**ABOUT THIS TASK**
Each line from the one holding "[ ] integer" through the end of the records should be returned exactly, while pictures are skipped.

**Records from a data source**
◇ ◇ ◇ ◇ ◇ ◇ ◇

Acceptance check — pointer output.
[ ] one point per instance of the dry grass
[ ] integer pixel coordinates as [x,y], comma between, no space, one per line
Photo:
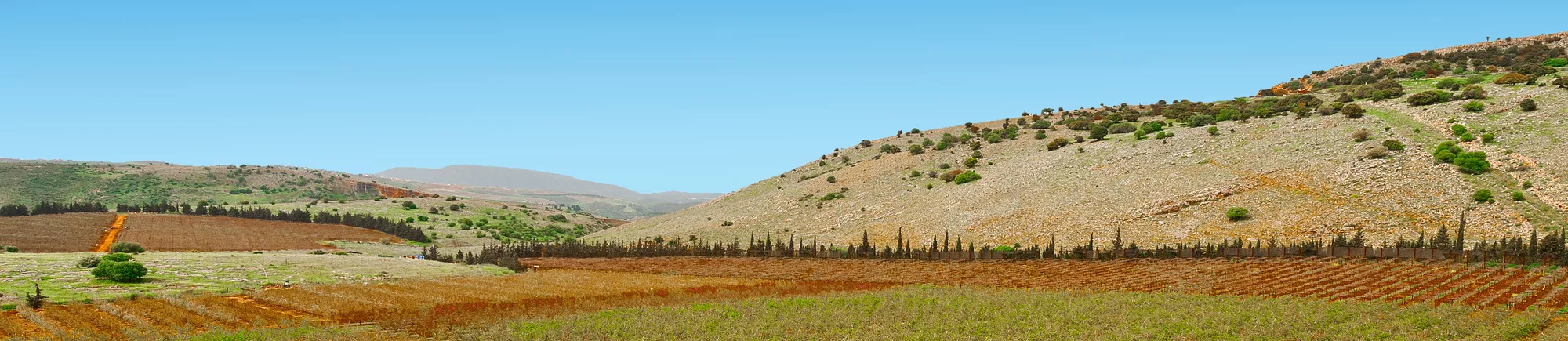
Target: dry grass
[990,314]
[76,232]
[1334,279]
[176,232]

◇ ◇ ◇ ◇ ◇ ◇ ◇

**FINISHED TASK**
[ ] integer pixel coordinates as [x,y], comma between, no space, one per line
Photo:
Target: dry grass
[990,314]
[76,232]
[1334,279]
[176,232]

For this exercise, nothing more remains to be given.